[Provided passage]:
== Segment start ==

Autogenous regulation of tubulin synthesis via RNA stability during sea urchin embryogenesis.

When pluteus embryos of Lytechinus pictus were treated with colcemid, the incorporation of [35S]methionine into tubulin declined by 5- to 15-fold within 4 h. This was mostly accounted for by a rapid decline in the concentration of alpha- and beta-tubulin mRNA in the cytoplasm. Treatment with other microtubule depolymerizing agents (colchicine, nocodazole, low concentrations of vinblastine) had similar effects. Treatment of embryos with the microtubule-stabilizing agent, taxol, or high concentrations of vinblastine resulted in increased synthesis of tubulin. The concentration of tubulin mRNA increases during development and becomes increasingly sensitive to colcemid and decreasingly sensitive to taxol. The transcriptional activity of tubulin genes, estimated by an RNA run-on assay in isolated nuclei, was not altered after colcemid treatment. On the other hand, the rate of decay of tubulin mRNA in prism embryos treated with actinomycin D was increased several fold by colcemid treatment, while taxol treatment led to an increased half-life of tubulin mRNA. These observations suggest that tubulin synthesis is autogenously regulated at the level of mRNA stability by the level of unpolymerized tubulin. The increasing polymerization of microtubules and declining level of unpolymerized tubulin during embryogenesis would result in a stabilization of tubulin mRNA accounting for the increasing concentration of tubulin mRNA and rate of tubulin synthesis, as well as the increasing sensitivity of tubulin synthesis to microtubule-depolymerizing agents. Evidence is also presented for a rapid influence of the level of unpolymerized tubulin on the efficiency of translation of tubulin mRNA.

== Segment end ==

[Problem requirements]: Which drugs or agents does the abstract on tubulin synthesis in sea urchin embryos say were used to treat embryos?

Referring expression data
== Segment start ==

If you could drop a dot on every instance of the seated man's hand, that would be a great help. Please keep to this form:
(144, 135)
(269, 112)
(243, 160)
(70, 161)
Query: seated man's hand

== Segment end ==

[Solution to this task]: Colcemid, colchicine, nocodazole, vinblastine, taxol, actinomycin D